▶ [THE EXERCISE]
Find every line in the listing below that contains the string "wooden", matching case exactly, and copy each such line in full.

▶ [MATERIAL SUPPLIED]
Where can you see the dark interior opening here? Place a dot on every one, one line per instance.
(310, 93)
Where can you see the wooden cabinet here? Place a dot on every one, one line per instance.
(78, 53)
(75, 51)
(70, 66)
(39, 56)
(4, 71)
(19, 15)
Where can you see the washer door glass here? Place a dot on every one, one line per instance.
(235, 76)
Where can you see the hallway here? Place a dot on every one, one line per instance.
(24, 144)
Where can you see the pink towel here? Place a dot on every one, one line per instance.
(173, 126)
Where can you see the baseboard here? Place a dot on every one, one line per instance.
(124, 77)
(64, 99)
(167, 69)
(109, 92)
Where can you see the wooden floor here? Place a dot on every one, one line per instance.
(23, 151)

==

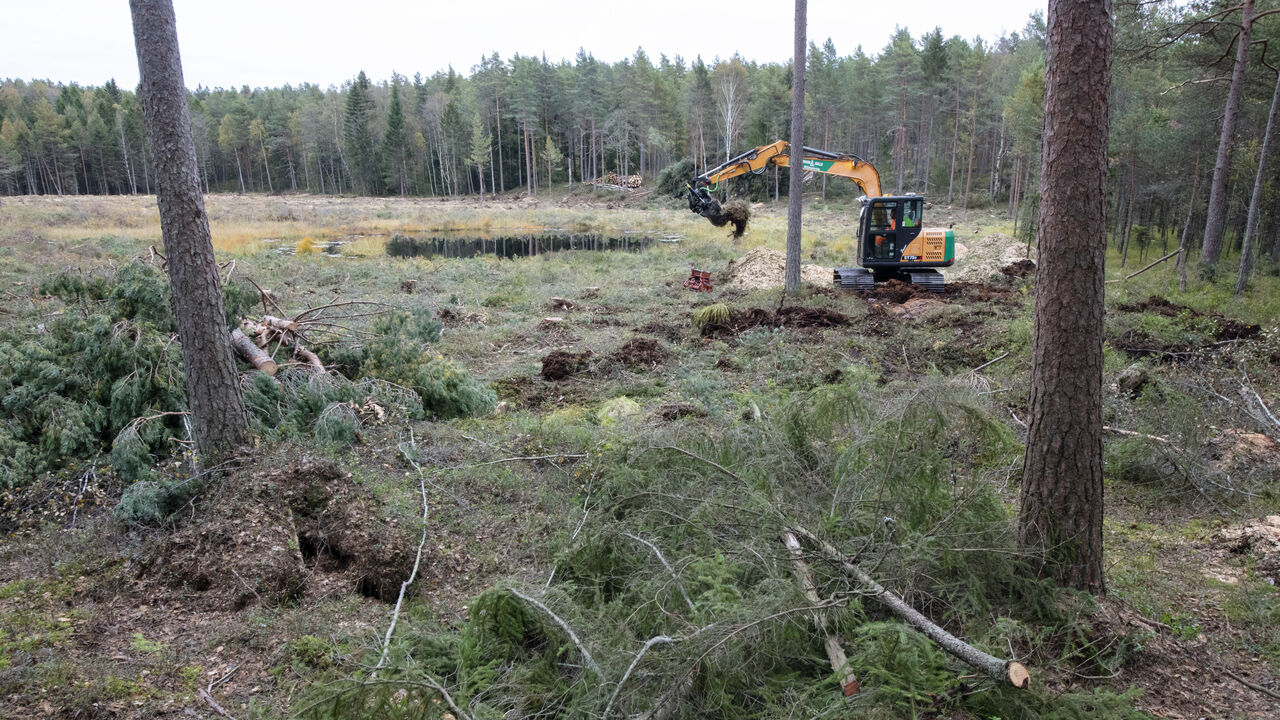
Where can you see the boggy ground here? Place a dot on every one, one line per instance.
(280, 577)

* * *

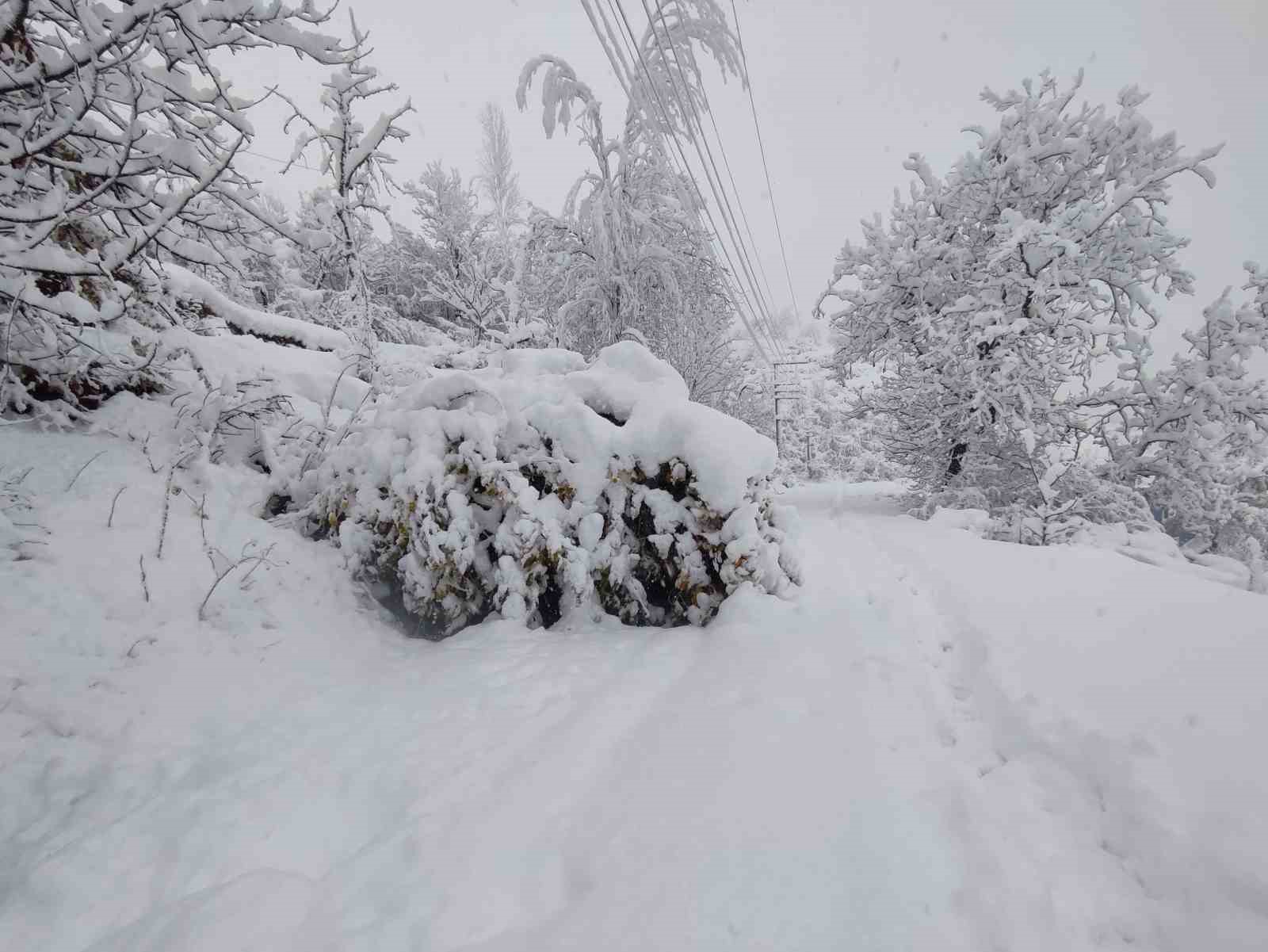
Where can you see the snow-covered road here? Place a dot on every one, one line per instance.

▶ [CORRECT RESULT]
Where can you see the wooden cabinet here? Place a dot on every one, one line per instance.
Where can you see the wooden floor here? Place a dot on every one, one line per instance.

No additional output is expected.